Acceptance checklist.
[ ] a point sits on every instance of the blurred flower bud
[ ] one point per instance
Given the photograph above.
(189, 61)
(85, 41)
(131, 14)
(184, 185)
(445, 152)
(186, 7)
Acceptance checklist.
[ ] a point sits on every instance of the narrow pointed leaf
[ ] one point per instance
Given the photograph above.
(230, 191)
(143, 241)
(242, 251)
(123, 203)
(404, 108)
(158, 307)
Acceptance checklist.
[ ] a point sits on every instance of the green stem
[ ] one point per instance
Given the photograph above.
==
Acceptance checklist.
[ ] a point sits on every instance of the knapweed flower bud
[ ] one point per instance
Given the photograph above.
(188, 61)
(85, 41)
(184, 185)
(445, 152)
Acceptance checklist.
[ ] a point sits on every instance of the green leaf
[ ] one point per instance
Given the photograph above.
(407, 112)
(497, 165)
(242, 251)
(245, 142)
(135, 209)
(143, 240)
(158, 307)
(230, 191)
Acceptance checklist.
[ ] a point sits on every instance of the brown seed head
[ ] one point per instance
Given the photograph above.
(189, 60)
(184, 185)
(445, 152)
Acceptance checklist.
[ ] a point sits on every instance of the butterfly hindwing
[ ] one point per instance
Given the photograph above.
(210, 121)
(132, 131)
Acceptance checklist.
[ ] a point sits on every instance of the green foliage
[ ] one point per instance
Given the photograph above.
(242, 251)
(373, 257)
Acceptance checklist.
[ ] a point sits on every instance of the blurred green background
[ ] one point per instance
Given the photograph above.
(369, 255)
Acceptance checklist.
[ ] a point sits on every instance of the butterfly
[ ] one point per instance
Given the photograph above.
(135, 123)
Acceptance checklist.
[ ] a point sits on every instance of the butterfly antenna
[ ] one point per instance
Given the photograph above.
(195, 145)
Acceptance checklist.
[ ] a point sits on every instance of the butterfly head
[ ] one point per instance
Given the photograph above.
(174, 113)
--
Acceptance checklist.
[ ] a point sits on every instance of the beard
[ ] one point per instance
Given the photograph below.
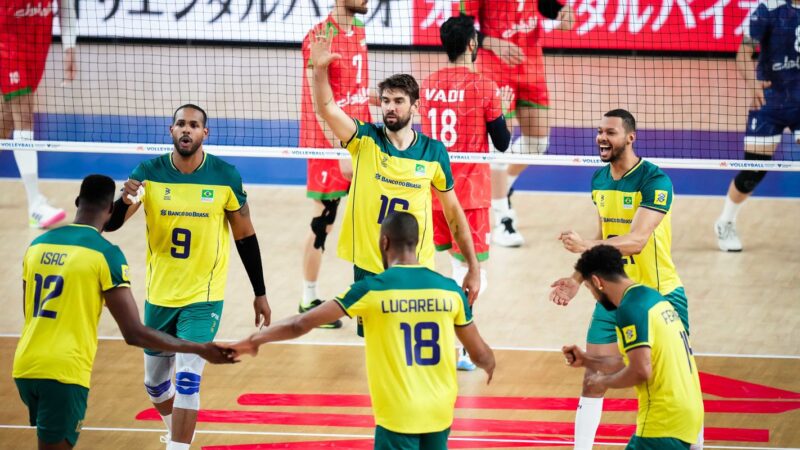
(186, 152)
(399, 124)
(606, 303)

# [YOUR TASK]
Count how many lines in the entries hold "green" and reply with that number alone.

# [SOLUTION TO THIS TASK]
4